HOW TO COMPLETE THIS TASK. Could you print exactly the lines of the listing below, starting at the line that has "of the utility" and ending at the line that has "of the cross", and only those lines?

DATA FOR REVIEW.
-- Opening Marker --
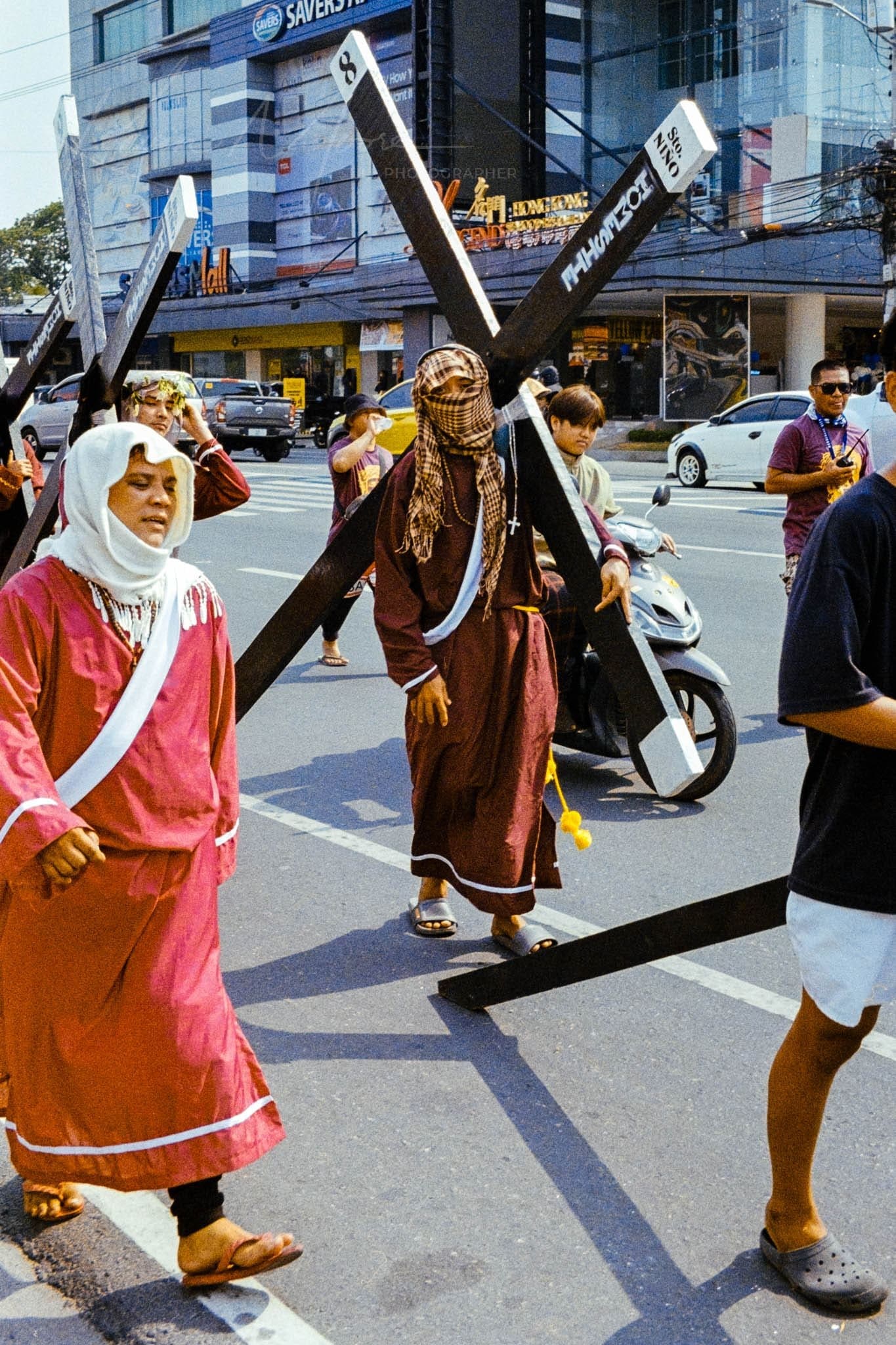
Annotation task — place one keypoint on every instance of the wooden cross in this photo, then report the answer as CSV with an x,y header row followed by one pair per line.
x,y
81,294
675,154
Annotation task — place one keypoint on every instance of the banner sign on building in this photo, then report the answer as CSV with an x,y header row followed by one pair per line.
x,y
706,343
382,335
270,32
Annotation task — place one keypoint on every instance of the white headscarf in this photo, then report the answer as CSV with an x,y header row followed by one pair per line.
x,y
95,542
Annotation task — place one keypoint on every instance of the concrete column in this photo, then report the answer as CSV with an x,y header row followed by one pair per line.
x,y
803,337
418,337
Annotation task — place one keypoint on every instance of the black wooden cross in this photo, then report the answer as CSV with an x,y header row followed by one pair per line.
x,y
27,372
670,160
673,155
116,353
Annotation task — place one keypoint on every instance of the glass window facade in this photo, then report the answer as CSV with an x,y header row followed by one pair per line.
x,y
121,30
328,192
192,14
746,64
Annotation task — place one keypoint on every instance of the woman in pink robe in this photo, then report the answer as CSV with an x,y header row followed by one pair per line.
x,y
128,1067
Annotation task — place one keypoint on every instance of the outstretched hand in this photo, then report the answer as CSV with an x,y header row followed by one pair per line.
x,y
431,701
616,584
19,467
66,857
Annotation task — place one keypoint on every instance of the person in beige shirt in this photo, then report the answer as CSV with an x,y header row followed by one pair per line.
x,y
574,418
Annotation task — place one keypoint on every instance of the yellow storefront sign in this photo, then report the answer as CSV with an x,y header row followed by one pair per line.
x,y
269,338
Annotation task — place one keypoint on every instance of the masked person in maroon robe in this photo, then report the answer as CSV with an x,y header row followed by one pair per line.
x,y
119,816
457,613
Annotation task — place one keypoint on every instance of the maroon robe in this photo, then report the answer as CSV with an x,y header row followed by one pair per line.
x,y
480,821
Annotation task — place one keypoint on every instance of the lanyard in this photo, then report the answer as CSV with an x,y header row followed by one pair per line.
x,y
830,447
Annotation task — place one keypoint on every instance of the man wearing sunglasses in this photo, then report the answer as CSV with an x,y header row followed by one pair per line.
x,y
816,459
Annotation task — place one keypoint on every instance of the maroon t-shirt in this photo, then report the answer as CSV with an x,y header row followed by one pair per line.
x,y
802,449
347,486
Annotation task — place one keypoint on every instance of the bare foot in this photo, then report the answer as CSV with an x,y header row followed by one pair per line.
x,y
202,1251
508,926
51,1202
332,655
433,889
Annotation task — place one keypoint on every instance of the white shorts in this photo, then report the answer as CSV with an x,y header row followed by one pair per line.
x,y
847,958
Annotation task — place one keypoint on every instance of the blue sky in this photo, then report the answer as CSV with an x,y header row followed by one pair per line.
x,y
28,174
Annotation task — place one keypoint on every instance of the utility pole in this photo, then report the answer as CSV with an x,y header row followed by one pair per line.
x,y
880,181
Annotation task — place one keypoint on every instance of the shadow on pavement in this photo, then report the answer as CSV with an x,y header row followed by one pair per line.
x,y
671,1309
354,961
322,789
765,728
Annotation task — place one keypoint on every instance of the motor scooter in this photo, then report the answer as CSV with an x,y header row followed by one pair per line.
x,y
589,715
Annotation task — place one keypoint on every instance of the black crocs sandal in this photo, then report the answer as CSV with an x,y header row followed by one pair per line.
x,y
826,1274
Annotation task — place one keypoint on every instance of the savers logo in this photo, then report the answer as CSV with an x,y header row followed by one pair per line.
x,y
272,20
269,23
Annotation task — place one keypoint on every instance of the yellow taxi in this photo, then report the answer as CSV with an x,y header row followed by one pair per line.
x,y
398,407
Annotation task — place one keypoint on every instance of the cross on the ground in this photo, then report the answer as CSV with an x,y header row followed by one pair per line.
-- Closing Marker --
-- Opening Marker --
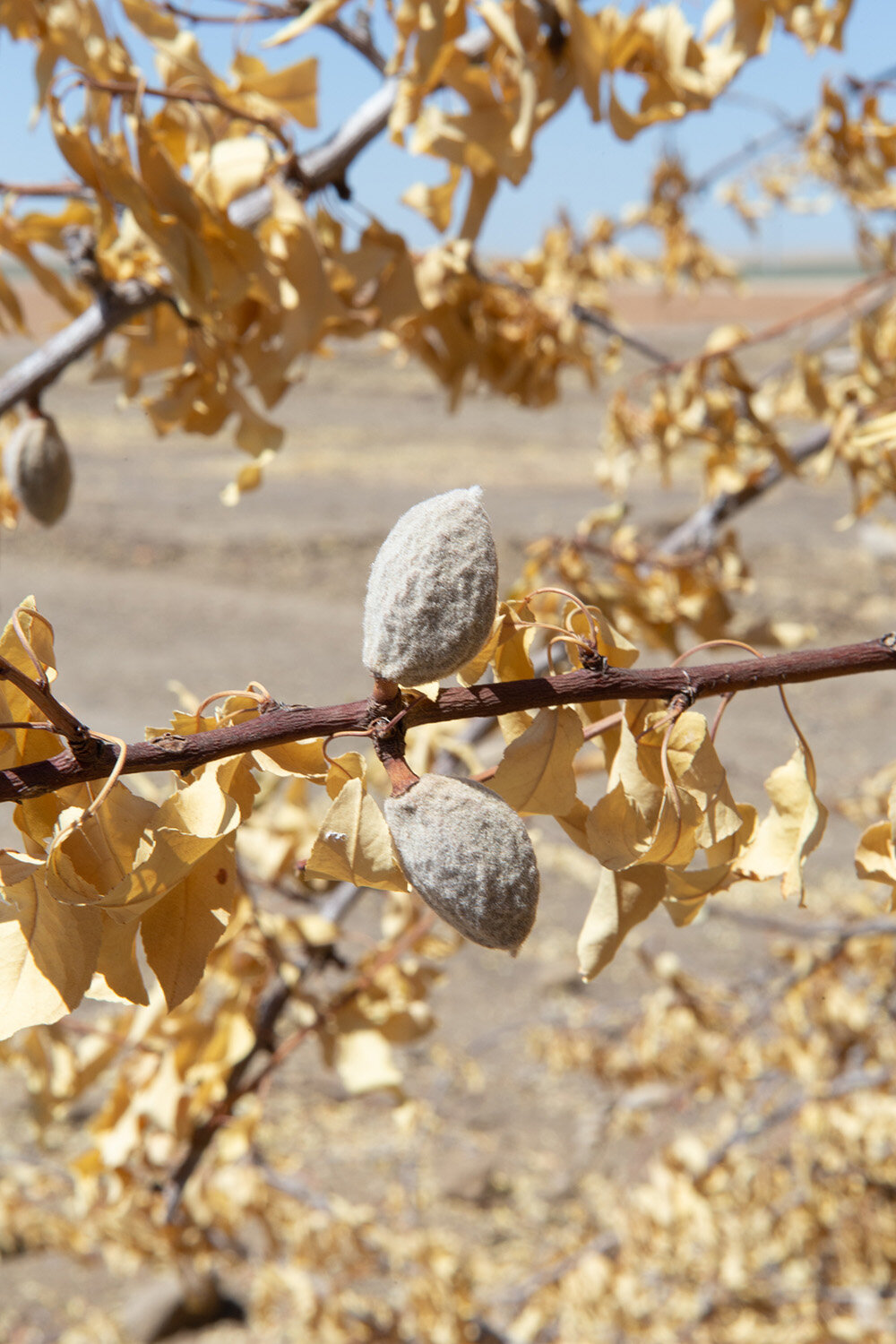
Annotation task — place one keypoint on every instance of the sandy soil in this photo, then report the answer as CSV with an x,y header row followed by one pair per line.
-- Closing Marker --
EXPECTED ANSWER.
Annotation task — place one keypoint on every instance of the utility pole in this photo, then report the answer as CSV with an x,y header row followed by one pair per line.
x,y
880,181
Annotation task — place one keypoint on every instance of the shadow on pavement in this photo, then report the answer as CSV with an x,y header row followed by one pair per line.
x,y
671,1309
354,961
322,789
765,728
Annotation task — place one keypoint on every instance of the motor scooter in this photo, then report the answer as CSV with an x,y header row followed by one pair per line.
x,y
589,715
Annotation task — place one keypoint on every instance of the black crocs sandal in this photo, then report the answer as CSV with an x,y header row followed by one pair per line.
x,y
826,1274
Annotation task — place one keypoint on every instance of the savers logo in this photo, then report the answer as CSV with an x,y header row followed by one pair per line.
x,y
272,20
269,23
Annotation task — place one keypoint on every instance of the yellow taxi in this photo, then report the answer as CSV with an x,y header row followed by one pair per line.
x,y
398,407
Annotation task — place one keypoint on every instance of the cross on the ground in this photo, then report the answer as CSV with an x,y header row followed by one pair per line.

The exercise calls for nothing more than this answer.